(A run of records)
============

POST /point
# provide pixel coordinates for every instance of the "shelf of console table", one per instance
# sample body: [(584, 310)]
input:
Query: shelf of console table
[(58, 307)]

============

## What the exercise asks:
Rewrite the data above, switching every "console" to "hall" and keeping all else unchanged.

## Answer to the task:
POST /point
# provide pixel coordinates for every instance of the "shelf of hall table", one per instance
# sample body: [(584, 310)]
input:
Query: shelf of hall table
[(58, 307)]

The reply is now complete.